### Work required:
Could you return, exactly as written, only the lines from the one holding "instance of the sky" through the final line of the records below?

### Stored data entries:
##########

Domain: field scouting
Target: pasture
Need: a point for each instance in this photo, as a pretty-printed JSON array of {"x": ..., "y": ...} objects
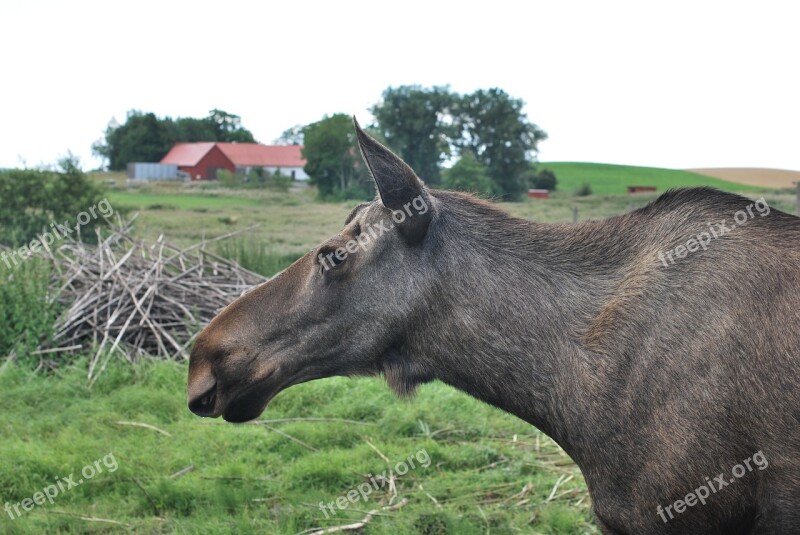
[{"x": 489, "y": 472}]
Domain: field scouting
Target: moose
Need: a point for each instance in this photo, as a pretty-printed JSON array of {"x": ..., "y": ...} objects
[{"x": 661, "y": 379}]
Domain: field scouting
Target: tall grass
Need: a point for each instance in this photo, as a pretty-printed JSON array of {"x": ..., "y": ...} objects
[
  {"x": 258, "y": 257},
  {"x": 26, "y": 313}
]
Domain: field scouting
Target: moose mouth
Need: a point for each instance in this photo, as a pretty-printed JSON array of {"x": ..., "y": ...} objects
[{"x": 249, "y": 403}]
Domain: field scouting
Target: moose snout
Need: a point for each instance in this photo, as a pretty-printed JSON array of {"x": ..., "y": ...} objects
[{"x": 202, "y": 395}]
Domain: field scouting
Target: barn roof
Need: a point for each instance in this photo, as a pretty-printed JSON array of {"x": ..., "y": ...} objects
[
  {"x": 187, "y": 154},
  {"x": 240, "y": 154},
  {"x": 255, "y": 154}
]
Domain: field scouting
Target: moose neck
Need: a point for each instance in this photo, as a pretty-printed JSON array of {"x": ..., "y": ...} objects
[{"x": 508, "y": 318}]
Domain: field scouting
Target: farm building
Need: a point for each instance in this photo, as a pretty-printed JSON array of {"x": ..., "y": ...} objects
[{"x": 202, "y": 161}]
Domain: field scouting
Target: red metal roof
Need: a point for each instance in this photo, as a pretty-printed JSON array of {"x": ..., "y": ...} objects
[
  {"x": 255, "y": 154},
  {"x": 187, "y": 154},
  {"x": 241, "y": 154}
]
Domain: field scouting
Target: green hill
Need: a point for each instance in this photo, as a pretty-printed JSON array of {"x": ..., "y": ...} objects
[{"x": 609, "y": 179}]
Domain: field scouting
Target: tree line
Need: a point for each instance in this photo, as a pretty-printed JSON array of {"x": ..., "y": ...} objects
[
  {"x": 481, "y": 142},
  {"x": 144, "y": 137},
  {"x": 485, "y": 135}
]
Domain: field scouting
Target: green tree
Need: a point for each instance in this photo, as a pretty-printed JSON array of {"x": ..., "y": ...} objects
[
  {"x": 143, "y": 138},
  {"x": 332, "y": 159},
  {"x": 291, "y": 136},
  {"x": 468, "y": 174},
  {"x": 544, "y": 179},
  {"x": 493, "y": 126},
  {"x": 35, "y": 198},
  {"x": 228, "y": 127},
  {"x": 146, "y": 138},
  {"x": 414, "y": 122}
]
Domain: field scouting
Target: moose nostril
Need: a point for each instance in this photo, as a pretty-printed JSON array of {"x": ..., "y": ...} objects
[{"x": 203, "y": 405}]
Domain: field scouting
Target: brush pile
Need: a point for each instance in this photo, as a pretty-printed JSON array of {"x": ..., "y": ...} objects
[{"x": 123, "y": 295}]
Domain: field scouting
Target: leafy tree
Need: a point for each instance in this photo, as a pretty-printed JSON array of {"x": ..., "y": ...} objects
[
  {"x": 189, "y": 129},
  {"x": 143, "y": 138},
  {"x": 494, "y": 127},
  {"x": 544, "y": 179},
  {"x": 146, "y": 138},
  {"x": 468, "y": 174},
  {"x": 35, "y": 198},
  {"x": 291, "y": 136},
  {"x": 413, "y": 121},
  {"x": 228, "y": 127},
  {"x": 332, "y": 159}
]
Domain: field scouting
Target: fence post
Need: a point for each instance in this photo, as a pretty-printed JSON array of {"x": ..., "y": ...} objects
[{"x": 797, "y": 208}]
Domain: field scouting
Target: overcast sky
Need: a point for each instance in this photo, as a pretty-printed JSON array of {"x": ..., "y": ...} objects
[{"x": 682, "y": 84}]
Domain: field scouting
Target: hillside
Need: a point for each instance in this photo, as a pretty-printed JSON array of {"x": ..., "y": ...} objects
[
  {"x": 753, "y": 176},
  {"x": 609, "y": 179}
]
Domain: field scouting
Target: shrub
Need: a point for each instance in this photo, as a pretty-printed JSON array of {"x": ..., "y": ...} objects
[
  {"x": 35, "y": 198},
  {"x": 468, "y": 174},
  {"x": 544, "y": 179},
  {"x": 256, "y": 256},
  {"x": 584, "y": 190},
  {"x": 279, "y": 181},
  {"x": 26, "y": 315}
]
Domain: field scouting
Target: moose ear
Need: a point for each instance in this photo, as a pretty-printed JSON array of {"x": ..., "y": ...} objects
[{"x": 400, "y": 189}]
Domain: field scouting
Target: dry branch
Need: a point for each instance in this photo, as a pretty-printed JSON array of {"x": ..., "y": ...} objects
[{"x": 124, "y": 295}]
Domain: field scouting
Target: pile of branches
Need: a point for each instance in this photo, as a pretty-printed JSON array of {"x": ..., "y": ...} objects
[{"x": 124, "y": 295}]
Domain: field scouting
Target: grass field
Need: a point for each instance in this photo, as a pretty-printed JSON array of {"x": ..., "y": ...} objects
[
  {"x": 609, "y": 179},
  {"x": 488, "y": 472}
]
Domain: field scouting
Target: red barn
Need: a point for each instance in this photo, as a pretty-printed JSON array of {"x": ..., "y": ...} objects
[{"x": 202, "y": 161}]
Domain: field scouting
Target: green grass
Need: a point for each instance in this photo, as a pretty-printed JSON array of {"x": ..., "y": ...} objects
[
  {"x": 249, "y": 478},
  {"x": 607, "y": 179},
  {"x": 176, "y": 201},
  {"x": 488, "y": 471}
]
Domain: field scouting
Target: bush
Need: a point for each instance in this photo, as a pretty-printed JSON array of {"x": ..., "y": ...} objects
[
  {"x": 228, "y": 179},
  {"x": 584, "y": 190},
  {"x": 26, "y": 316},
  {"x": 256, "y": 256},
  {"x": 468, "y": 174},
  {"x": 544, "y": 179},
  {"x": 279, "y": 181},
  {"x": 35, "y": 198}
]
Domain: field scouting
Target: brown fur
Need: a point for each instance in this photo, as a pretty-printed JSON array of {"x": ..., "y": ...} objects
[{"x": 652, "y": 378}]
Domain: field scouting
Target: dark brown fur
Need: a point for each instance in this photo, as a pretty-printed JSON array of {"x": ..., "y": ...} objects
[{"x": 652, "y": 378}]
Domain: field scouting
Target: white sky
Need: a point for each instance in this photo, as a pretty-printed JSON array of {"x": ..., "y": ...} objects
[{"x": 681, "y": 84}]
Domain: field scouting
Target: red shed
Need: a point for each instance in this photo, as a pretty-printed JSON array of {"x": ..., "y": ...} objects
[{"x": 200, "y": 160}]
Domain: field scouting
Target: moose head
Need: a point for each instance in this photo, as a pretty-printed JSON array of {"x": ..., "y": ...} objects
[{"x": 330, "y": 313}]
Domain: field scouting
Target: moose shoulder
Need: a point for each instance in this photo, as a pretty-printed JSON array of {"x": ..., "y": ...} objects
[{"x": 660, "y": 349}]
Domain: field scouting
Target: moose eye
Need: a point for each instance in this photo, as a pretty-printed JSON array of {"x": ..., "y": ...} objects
[{"x": 328, "y": 259}]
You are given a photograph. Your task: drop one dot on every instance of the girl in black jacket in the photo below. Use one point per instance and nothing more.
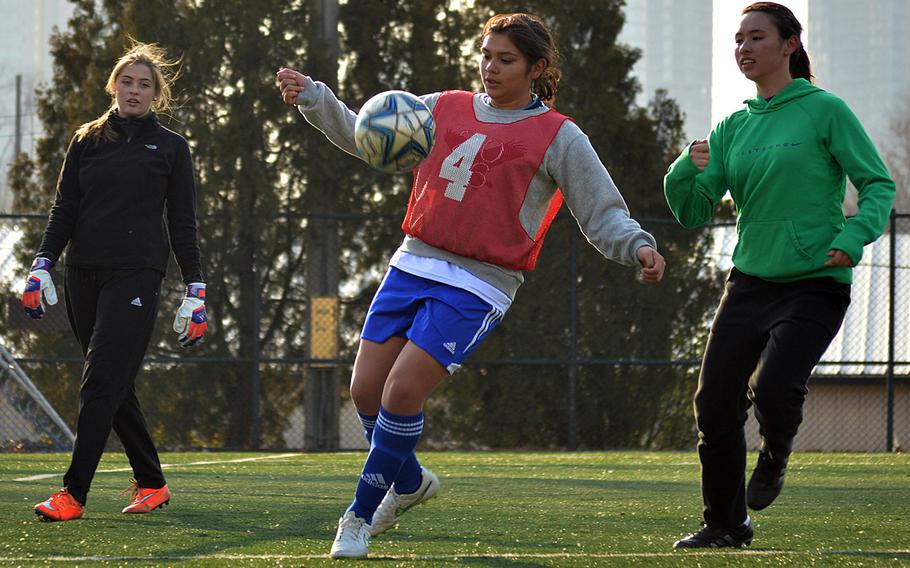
(125, 198)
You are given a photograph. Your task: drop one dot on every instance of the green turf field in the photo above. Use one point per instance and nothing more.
(494, 509)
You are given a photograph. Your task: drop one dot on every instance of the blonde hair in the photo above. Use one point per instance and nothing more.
(163, 76)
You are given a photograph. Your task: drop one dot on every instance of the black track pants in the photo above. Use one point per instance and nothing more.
(765, 340)
(112, 313)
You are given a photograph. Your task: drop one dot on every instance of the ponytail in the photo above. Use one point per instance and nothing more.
(800, 67)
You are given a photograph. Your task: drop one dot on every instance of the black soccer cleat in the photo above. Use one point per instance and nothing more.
(766, 482)
(719, 538)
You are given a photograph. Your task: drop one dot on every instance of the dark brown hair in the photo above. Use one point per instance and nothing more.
(787, 26)
(533, 39)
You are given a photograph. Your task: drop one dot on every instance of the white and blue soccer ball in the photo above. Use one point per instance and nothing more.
(394, 131)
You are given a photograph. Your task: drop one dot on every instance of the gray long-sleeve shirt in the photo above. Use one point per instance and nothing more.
(570, 165)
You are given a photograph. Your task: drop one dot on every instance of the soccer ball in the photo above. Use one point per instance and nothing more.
(394, 131)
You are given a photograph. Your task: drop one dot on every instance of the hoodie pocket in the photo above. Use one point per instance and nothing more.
(772, 249)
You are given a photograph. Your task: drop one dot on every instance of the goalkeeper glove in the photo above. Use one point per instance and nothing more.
(39, 288)
(191, 320)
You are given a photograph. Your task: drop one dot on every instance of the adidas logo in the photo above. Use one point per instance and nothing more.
(376, 480)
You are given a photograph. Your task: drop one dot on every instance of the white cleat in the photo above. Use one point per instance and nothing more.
(352, 539)
(395, 505)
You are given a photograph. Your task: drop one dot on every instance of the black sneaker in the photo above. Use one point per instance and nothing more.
(719, 538)
(766, 482)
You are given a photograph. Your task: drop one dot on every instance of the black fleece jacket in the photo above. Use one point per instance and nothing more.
(113, 199)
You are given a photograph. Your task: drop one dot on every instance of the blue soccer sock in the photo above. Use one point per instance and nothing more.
(409, 477)
(369, 423)
(394, 439)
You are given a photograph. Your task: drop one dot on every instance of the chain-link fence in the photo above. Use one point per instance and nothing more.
(587, 358)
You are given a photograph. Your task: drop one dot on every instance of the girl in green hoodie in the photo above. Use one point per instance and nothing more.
(784, 159)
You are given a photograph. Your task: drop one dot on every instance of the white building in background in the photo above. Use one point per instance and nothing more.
(25, 28)
(860, 53)
(675, 39)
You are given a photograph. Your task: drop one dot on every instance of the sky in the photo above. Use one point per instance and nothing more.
(729, 88)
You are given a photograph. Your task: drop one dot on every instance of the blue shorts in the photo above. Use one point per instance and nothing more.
(446, 322)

##########

### Result:
You are given a photograph. Your task: drop one dot on every instance of the sky in the photo above. Use one point per instance and nothing more.
(729, 88)
You are given a photograph. Your task: drop one dot on every instance of the blue shorts in the photo above. Use one point per instance and nothing more.
(446, 322)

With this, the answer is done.